While Terry did not ultimately survive his bout with cancer, it’s remarkable to recognize that his post above was written just 3 months before he died– his sense of self and zest for life remained intact throughout his cancer journey, and swimming gave him the priceless gift of continuing to live with purpose, passion, and joy until the very end of his life. What more could one ask for? (Except more time– but who doesn’t want that?) Over the years, Terry heard innumerable stories from TI swimmers (particularly in response to his cancer blogs right here)– and many just self-taught, through his books and videos– who had also experienced tremendous healing from swimming in the midst of cancer and other serious illnesses. In the spirit of honoring the feeling of well-being that swimming brought Terry, we’d like to share a letter and interview query from his student Jeanne Safer, a psychotherapist and noted author– and Terry’s inspiration to swim through cancer–  inviting TI swimmers who have experienced healing through swimming with cancer to share their stories as she begins work on a new book about preserving identity through cancer. Any readers interested in sharing their story with Jeanne can send replies directly to her email, which she has included below. Thanks… and Happy Laps!


oprahaha-280x396                                                       TI Swimmer Dr. Jeanne Safer 

 

Dear Fellow TI enthusiasts,

Anyone who has had the privilege of knowing Terry, whether through his writing, his videos, or in person, knows how he felt about being in the water. For him, swimming was a source of delight, transcendence, and, ultimately, emotional healing—an almost ecstatic experience of being supported and free at the same time. I had the enormous honor of being his student for 15 years, almost from the time the Swim Studio first opened in New Paltz (his daughter Carrie was my first coach, and it was she who helped me overcome my phobia of bilateral breathing, to my eternal gratitude, before I began working with her father). I remember early in our relationship, Terry told me about a friend of his with breast cancer and lymphedema, a painful swelling of the arm after mastectomy. She was a passionate open-water swimmer and he mentioned that he had invited her to come and swim in his pool any time she liked, so she could “experience the healing power of the water.”

Little did I know at the time of that conversation that I was destined to experience that healing power myself. I began swimming with Terry at age 57, and was diagnosed with breast cancer at 63 and acute promyelocytic leukemia at 64; it was my extraordinary good fortune that both were curable.
++++++++++
Please list every age Jeanne Safer gives in her letter in the post, along with what happened to her at each one. The material after this point is separate from the post and unrelated to it.

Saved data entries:
++++++++++
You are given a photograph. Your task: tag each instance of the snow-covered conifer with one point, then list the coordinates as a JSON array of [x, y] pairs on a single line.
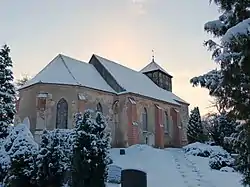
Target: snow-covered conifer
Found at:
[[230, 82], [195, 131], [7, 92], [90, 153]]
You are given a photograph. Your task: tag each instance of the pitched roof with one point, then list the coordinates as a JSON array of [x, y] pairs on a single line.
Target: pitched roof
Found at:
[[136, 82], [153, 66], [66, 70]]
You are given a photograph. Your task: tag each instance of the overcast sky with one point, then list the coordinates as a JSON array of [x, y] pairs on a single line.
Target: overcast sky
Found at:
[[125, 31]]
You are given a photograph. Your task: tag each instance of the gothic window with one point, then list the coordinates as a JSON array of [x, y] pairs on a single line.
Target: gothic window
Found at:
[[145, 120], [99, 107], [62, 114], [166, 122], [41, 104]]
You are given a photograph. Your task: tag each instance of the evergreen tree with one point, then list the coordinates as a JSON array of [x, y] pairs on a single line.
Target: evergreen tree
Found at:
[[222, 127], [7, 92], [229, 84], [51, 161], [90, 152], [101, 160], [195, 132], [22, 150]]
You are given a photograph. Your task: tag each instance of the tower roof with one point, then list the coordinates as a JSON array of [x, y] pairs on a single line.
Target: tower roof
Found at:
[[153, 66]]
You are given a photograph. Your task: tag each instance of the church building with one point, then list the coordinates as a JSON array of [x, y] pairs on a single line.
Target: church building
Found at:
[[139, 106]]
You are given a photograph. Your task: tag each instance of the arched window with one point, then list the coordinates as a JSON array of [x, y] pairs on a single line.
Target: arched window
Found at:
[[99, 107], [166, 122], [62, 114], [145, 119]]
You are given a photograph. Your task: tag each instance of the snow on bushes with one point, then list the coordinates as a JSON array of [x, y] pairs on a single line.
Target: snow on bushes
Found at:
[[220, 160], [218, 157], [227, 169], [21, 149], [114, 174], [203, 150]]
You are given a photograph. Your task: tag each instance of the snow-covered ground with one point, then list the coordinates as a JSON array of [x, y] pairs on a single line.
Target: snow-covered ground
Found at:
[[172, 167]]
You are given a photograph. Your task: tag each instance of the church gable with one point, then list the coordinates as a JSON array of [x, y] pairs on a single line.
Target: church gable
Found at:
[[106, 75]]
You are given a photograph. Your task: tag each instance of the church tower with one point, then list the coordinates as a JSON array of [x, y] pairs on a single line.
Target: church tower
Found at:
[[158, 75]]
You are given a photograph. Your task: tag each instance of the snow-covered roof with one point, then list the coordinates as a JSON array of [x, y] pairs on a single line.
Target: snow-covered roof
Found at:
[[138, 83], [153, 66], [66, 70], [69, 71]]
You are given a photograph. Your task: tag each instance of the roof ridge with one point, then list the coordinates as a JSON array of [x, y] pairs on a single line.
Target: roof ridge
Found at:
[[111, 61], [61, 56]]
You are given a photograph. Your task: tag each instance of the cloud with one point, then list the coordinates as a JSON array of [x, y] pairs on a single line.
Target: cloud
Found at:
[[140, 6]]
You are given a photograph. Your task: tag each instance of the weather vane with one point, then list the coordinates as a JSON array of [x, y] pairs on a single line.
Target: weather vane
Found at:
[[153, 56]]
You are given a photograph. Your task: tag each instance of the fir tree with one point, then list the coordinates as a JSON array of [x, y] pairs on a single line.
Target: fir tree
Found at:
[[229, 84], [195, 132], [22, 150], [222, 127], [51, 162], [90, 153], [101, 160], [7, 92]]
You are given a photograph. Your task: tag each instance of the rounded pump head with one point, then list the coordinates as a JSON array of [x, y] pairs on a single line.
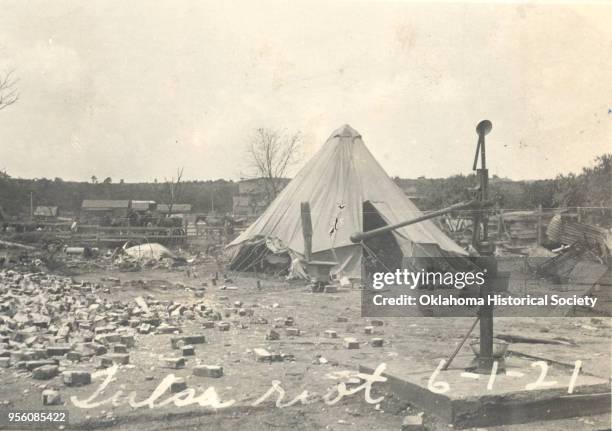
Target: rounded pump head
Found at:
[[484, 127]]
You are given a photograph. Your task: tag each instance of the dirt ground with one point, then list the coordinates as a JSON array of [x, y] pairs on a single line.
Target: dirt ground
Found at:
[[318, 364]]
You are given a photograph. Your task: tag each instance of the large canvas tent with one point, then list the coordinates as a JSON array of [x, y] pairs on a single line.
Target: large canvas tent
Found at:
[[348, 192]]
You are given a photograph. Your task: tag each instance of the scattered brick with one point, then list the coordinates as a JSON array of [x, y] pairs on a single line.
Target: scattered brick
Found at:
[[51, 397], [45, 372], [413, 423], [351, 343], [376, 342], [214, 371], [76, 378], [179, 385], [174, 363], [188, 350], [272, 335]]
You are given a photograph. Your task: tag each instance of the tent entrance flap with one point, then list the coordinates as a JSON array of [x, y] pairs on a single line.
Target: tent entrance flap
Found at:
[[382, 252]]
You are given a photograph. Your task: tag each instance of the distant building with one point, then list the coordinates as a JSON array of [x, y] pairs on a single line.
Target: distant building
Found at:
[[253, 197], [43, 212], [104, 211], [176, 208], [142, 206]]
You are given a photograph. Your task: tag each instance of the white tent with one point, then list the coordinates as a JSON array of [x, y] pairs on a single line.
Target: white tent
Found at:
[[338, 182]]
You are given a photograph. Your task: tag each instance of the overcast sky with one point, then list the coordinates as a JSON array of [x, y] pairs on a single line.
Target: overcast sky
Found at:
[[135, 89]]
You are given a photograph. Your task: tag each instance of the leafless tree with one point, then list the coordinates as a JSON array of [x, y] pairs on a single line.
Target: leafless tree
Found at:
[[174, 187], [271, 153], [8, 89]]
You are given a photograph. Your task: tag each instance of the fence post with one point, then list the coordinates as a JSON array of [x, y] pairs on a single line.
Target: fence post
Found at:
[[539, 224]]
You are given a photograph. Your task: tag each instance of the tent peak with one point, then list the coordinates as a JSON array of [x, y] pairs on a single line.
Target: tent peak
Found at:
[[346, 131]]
++++++++++
Solution to this task:
- 57: began swimming with Terry
- 63: diagnosed with breast cancer
- 64: diagnosed with acute promyelocytic leukemia